(SOURCE RECORDS begins)
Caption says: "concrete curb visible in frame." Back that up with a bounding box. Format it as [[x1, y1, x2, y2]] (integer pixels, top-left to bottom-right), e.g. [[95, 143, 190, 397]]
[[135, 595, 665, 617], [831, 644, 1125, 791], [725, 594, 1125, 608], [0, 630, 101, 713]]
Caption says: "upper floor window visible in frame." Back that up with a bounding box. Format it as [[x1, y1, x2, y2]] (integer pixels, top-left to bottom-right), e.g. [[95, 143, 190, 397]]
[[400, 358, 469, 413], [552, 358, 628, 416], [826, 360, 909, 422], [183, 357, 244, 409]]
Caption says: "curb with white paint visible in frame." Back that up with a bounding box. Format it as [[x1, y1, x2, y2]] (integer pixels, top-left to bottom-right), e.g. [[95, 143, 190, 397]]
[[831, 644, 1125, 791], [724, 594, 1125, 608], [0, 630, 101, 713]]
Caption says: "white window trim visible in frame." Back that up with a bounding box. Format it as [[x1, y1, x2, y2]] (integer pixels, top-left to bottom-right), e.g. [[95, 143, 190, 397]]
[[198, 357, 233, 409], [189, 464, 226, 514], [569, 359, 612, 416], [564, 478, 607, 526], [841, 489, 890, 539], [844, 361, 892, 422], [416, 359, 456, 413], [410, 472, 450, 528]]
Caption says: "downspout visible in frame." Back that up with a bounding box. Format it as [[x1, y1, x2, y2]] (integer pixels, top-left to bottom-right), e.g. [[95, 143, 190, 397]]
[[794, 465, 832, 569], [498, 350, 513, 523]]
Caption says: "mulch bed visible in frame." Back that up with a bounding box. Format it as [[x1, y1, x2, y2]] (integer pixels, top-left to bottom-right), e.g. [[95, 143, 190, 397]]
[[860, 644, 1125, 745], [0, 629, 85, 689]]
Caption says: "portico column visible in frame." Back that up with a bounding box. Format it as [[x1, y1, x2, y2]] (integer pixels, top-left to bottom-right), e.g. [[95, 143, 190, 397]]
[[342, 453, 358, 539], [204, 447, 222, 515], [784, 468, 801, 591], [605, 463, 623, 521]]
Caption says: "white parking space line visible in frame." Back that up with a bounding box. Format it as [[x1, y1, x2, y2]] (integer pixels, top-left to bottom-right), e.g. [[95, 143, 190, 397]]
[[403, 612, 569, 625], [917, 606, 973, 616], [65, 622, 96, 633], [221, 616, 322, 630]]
(SOURCE RECORDS ends)
TASK DIRECTIONS => Transcribe all of the data above, character for character.

RESPONSE =>
Caption says: "concrete curb visible in frame." Back that up with a bounding box. Format it as [[x1, y1, x2, y2]] (integer pixels, top-left to bottom-right), e.g. [[95, 143, 190, 397]]
[[135, 595, 665, 617], [831, 644, 1125, 791], [725, 594, 1125, 608], [0, 630, 101, 713]]
Caption says: "upper floor window visible in frame." Back that up with a bounding box. Format it as [[x1, y1, x2, y2]] (integer pixels, top-left to bottom-right), e.g. [[95, 143, 190, 397]]
[[400, 358, 469, 413], [552, 358, 628, 416], [826, 360, 909, 422], [183, 357, 244, 409]]
Caption says: "curb with white paint visible in frame." Back that up with a bounding box. Format it as [[x1, y1, x2, y2]] (integer pixels, top-left to bottom-right), e.g. [[95, 143, 190, 397]]
[[831, 644, 1125, 791], [724, 594, 1125, 608], [0, 630, 101, 713]]
Caption says: "white window trim visible in frame." Back that up with a bounding box. Format it as [[x1, y1, x2, y2]] (integer pixels, top-left to bottom-right), e.g. [[95, 143, 190, 397]]
[[198, 357, 233, 409], [189, 464, 226, 514], [569, 359, 612, 416], [564, 478, 607, 526], [841, 489, 890, 539], [844, 361, 892, 422], [416, 359, 456, 413], [410, 472, 450, 528]]
Caption says: "downspout visible in frame." Back that up with a bounding box. Format it as [[x1, y1, x2, y2]] (integer pixels, top-left to bottom-right), e.g. [[95, 143, 190, 397]]
[[794, 465, 832, 569], [498, 350, 513, 523]]
Caption says: "mulch bed visible in frame." Back that up with a bounding box. Format it as [[x1, y1, x2, y2]] (integer pixels, top-left to bottom-right), e.g. [[95, 143, 190, 397]]
[[860, 644, 1125, 745], [0, 629, 85, 689]]
Caption says: "portico column visible in frame." Back that up with a bounding box. Format it as [[x1, y1, x2, y2]] (integer pixels, top-left to bottom-right), e.g. [[95, 143, 190, 397]]
[[342, 453, 358, 539], [204, 447, 222, 515], [784, 468, 801, 591], [605, 463, 623, 521]]
Caption says: "white parking space line visible in frame." Back that up with a bounding box. Format it as [[x1, y1, x2, y2]] (integer pixels, top-left to bottom-right), e.g. [[95, 143, 190, 397]]
[[403, 612, 569, 625], [917, 606, 973, 616], [65, 622, 96, 633], [221, 616, 322, 630]]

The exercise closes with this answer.